EXERCISE DIRECTIONS
Count the lines in the records below that contain the string "orange", treating uppercase and lowercase as different, and give only the number.

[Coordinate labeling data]

※ ※ ※

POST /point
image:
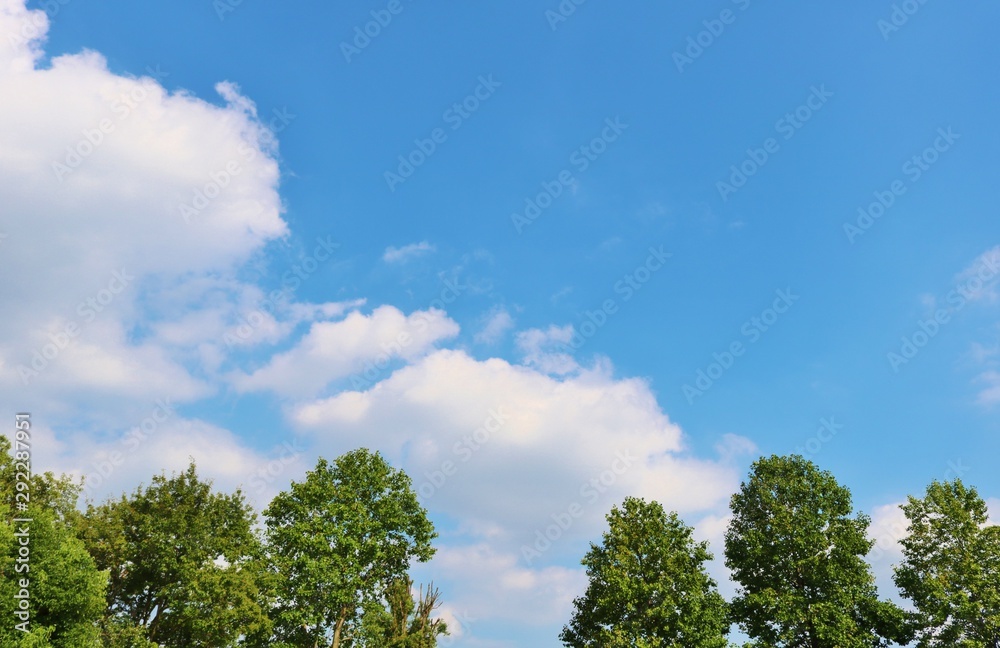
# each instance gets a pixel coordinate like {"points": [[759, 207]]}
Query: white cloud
{"points": [[95, 168], [333, 350], [520, 446], [497, 322], [978, 282], [483, 576], [549, 351], [407, 252], [990, 394]]}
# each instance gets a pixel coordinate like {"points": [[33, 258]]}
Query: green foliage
{"points": [[951, 568], [648, 586], [339, 539], [799, 558], [66, 591], [184, 564], [402, 621]]}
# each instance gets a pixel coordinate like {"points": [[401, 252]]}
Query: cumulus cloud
{"points": [[496, 324], [548, 350], [505, 447], [407, 252], [115, 191], [980, 279], [333, 350]]}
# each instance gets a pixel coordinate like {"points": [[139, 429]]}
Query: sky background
{"points": [[306, 303]]}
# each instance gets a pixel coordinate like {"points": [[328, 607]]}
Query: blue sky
{"points": [[837, 100]]}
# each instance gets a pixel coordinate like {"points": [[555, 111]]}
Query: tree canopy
{"points": [[798, 555], [648, 586], [951, 568], [340, 538]]}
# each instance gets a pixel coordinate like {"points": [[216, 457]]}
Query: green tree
{"points": [[184, 564], [951, 568], [65, 590], [648, 586], [403, 621], [799, 558], [338, 540]]}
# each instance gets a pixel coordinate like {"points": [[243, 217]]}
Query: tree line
{"points": [[797, 553], [177, 564]]}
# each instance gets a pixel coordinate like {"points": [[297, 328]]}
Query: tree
{"points": [[648, 586], [951, 568], [43, 565], [184, 564], [799, 558], [338, 540], [402, 621]]}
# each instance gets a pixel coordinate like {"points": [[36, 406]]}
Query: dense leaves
{"points": [[340, 539], [178, 564], [57, 578], [648, 586], [798, 555], [183, 562], [951, 568]]}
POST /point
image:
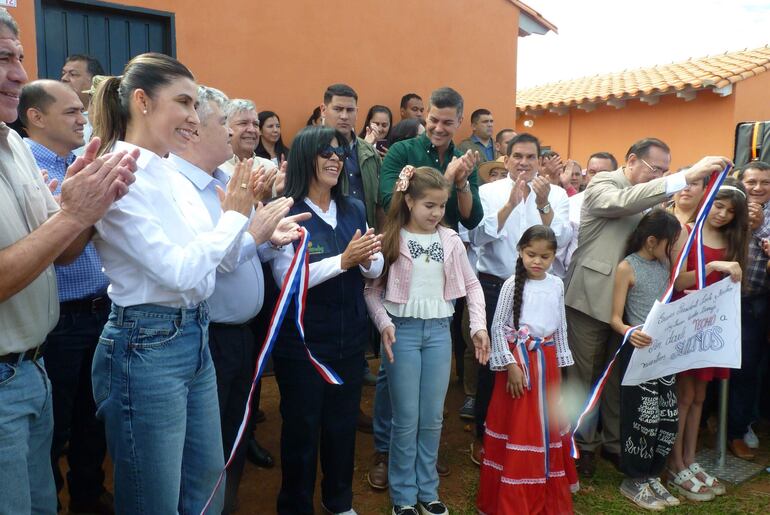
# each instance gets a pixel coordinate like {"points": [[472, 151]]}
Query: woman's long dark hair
{"points": [[280, 148], [110, 111], [737, 232], [372, 111], [405, 129], [534, 233], [302, 162], [658, 223]]}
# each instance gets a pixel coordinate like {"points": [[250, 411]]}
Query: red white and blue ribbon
{"points": [[694, 238], [295, 286], [526, 343]]}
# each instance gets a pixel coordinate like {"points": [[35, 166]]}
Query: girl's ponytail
{"points": [[422, 179], [108, 116], [110, 111]]}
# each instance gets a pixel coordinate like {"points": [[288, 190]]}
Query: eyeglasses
{"points": [[654, 169], [327, 152]]}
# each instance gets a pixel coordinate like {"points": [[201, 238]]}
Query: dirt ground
{"points": [[259, 487]]}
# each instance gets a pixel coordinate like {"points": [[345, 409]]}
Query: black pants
{"points": [[232, 350], [743, 381], [68, 355], [486, 379], [649, 421], [315, 412]]}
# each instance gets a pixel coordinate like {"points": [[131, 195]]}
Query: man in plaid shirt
{"points": [[52, 114], [754, 312]]}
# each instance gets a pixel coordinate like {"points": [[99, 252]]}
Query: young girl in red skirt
{"points": [[725, 245], [526, 466]]}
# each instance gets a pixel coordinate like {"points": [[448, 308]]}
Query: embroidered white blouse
{"points": [[542, 310]]}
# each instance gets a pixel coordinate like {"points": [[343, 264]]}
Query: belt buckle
{"points": [[95, 304], [38, 352]]}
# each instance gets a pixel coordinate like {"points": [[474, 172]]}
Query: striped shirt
{"points": [[83, 279], [756, 282]]}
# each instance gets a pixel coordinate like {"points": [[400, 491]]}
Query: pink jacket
{"points": [[459, 281]]}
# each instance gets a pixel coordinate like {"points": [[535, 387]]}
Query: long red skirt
{"points": [[513, 470]]}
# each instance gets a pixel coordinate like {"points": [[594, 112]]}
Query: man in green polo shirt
{"points": [[436, 149]]}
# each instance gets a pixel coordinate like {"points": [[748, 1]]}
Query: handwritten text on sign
{"points": [[703, 329]]}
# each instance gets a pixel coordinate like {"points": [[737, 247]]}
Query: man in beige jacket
{"points": [[614, 204]]}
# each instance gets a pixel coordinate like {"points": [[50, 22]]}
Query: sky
{"points": [[602, 36]]}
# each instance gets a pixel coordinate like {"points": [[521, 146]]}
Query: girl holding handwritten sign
{"points": [[648, 421], [725, 243]]}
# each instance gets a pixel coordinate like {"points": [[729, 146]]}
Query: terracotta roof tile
{"points": [[696, 73]]}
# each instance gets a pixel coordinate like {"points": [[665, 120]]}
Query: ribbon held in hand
{"points": [[694, 238], [295, 286]]}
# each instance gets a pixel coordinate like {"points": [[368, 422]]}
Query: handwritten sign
{"points": [[701, 330]]}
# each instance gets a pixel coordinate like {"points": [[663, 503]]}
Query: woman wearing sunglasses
{"points": [[342, 252]]}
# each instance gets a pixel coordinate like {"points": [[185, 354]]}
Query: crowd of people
{"points": [[150, 222]]}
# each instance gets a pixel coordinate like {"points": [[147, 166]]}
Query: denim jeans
{"points": [[382, 411], [68, 357], [318, 421], [26, 426], [743, 381], [418, 380], [155, 388]]}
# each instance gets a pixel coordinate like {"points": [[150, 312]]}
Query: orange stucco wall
{"points": [[692, 129], [284, 54], [752, 99]]}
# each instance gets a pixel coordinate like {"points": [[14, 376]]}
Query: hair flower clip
{"points": [[402, 184]]}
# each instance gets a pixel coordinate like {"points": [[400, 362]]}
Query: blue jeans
{"points": [[155, 388], [743, 381], [418, 380], [26, 428], [382, 411]]}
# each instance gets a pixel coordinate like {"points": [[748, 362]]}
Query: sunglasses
{"points": [[328, 151]]}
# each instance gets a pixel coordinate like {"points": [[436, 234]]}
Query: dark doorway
{"points": [[112, 33]]}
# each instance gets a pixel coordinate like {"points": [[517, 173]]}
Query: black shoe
{"points": [[258, 455], [586, 464], [612, 457], [432, 508]]}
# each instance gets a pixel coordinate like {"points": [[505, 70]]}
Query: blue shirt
{"points": [[489, 150], [238, 295], [83, 279], [353, 169]]}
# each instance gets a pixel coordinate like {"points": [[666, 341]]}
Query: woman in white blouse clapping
{"points": [[153, 378]]}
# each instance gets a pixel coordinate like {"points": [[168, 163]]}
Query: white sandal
{"points": [[711, 482], [697, 492]]}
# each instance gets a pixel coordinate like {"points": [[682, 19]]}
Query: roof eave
{"points": [[531, 21]]}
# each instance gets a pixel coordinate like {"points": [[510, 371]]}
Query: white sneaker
{"points": [[349, 512], [661, 493], [640, 493], [750, 439]]}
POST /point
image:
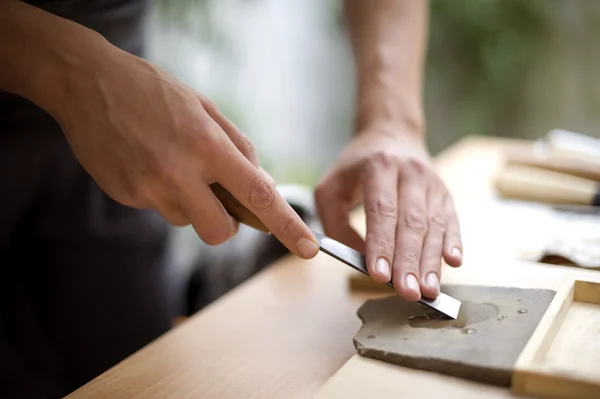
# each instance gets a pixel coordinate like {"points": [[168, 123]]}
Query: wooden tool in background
{"points": [[531, 183]]}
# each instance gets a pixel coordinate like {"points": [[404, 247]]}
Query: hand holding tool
{"points": [[443, 303]]}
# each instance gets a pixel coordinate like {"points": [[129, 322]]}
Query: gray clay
{"points": [[483, 344]]}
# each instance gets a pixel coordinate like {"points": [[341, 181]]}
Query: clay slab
{"points": [[483, 344]]}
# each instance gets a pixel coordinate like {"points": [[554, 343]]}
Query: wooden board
{"points": [[483, 344], [562, 358]]}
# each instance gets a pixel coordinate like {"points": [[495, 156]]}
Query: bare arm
{"points": [[148, 140], [389, 39], [410, 217], [39, 51]]}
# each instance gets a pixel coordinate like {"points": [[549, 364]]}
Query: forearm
{"points": [[40, 53], [389, 39]]}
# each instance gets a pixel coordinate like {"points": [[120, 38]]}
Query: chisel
{"points": [[443, 303]]}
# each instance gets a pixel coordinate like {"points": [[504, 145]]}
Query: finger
{"points": [[271, 179], [381, 198], [167, 206], [253, 189], [333, 200], [453, 249], [174, 215], [431, 256], [237, 137], [207, 215], [410, 232]]}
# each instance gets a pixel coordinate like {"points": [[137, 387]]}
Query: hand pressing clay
{"points": [[482, 344]]}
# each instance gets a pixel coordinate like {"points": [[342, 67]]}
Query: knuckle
{"points": [[382, 159], [382, 206], [287, 228], [246, 147], [261, 195], [432, 262], [200, 138], [382, 244], [414, 166], [415, 219], [410, 259], [216, 237], [210, 106], [438, 221]]}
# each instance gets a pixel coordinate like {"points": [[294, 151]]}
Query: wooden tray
{"points": [[562, 357], [561, 360]]}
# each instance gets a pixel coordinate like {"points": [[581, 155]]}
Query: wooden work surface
{"points": [[285, 332]]}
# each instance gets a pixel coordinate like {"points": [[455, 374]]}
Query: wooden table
{"points": [[285, 332]]}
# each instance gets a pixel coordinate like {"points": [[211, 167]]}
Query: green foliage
{"points": [[479, 50]]}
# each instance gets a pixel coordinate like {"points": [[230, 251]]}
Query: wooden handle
{"points": [[535, 184], [236, 208]]}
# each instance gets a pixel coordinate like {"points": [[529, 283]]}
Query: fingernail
{"points": [[307, 248], [412, 283], [455, 252], [383, 266], [433, 281]]}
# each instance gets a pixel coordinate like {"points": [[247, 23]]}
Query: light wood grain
{"points": [[286, 331], [531, 183], [562, 357]]}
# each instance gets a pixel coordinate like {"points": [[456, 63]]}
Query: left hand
{"points": [[410, 216]]}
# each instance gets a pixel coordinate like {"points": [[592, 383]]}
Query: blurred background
{"points": [[282, 71]]}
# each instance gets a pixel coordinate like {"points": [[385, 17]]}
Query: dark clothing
{"points": [[84, 281]]}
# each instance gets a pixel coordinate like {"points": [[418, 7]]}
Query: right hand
{"points": [[151, 141]]}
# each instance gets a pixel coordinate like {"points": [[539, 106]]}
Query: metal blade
{"points": [[444, 304]]}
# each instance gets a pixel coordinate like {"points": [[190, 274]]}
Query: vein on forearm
{"points": [[388, 39]]}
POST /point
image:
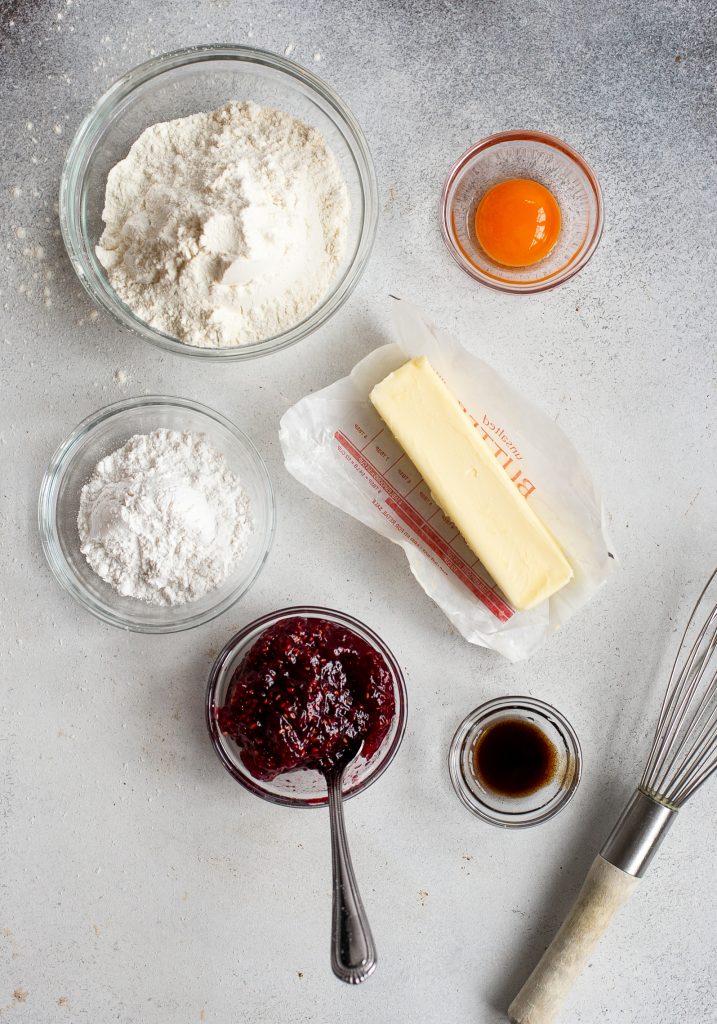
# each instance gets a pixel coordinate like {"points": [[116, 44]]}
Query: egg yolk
{"points": [[517, 222]]}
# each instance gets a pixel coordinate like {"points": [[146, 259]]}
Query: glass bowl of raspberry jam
{"points": [[303, 786]]}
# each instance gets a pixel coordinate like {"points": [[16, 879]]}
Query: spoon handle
{"points": [[352, 948]]}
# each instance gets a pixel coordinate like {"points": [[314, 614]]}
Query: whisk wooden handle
{"points": [[603, 892]]}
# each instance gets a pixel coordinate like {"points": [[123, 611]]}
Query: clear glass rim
{"points": [[311, 611], [518, 288], [101, 293], [467, 727], [47, 523]]}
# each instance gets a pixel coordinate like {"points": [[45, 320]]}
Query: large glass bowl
{"points": [[522, 155], [303, 787], [73, 464], [188, 81]]}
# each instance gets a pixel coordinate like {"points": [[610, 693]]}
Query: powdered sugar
{"points": [[163, 518], [226, 227]]}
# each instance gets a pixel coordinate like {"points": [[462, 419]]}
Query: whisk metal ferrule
{"points": [[639, 830]]}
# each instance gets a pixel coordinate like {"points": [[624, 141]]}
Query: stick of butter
{"points": [[469, 484]]}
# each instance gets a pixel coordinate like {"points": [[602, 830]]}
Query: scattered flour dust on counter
{"points": [[227, 227], [163, 518]]}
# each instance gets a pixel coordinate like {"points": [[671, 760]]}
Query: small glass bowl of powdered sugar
{"points": [[219, 202], [157, 514]]}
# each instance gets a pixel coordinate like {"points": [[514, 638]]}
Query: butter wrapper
{"points": [[336, 444]]}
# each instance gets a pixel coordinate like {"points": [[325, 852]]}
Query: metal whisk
{"points": [[682, 758]]}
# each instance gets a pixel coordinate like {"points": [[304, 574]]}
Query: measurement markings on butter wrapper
{"points": [[421, 515]]}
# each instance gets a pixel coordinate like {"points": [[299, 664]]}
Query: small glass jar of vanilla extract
{"points": [[515, 762]]}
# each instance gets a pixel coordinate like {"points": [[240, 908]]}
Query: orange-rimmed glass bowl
{"points": [[522, 155]]}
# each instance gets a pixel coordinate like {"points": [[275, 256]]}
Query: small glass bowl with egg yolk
{"points": [[521, 212]]}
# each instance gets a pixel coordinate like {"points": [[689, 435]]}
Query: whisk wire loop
{"points": [[684, 749]]}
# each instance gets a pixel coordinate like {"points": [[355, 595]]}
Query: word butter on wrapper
{"points": [[469, 484], [508, 558]]}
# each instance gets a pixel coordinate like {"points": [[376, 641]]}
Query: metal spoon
{"points": [[352, 948]]}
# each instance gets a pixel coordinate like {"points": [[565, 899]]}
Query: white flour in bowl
{"points": [[163, 518], [227, 227]]}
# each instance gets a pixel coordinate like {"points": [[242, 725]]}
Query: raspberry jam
{"points": [[306, 690]]}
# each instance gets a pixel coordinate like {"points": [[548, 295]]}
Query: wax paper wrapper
{"points": [[336, 444]]}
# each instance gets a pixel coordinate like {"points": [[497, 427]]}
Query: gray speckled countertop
{"points": [[138, 883]]}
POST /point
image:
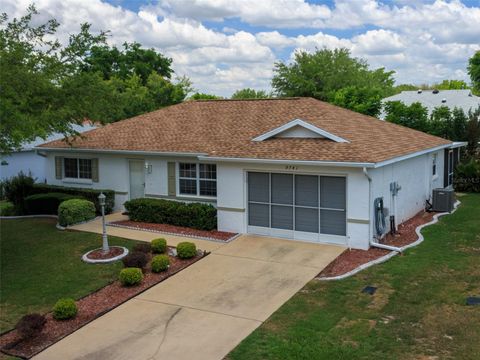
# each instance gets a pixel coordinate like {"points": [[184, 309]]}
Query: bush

※ ※ ※

COMPLETE RESPONSE
2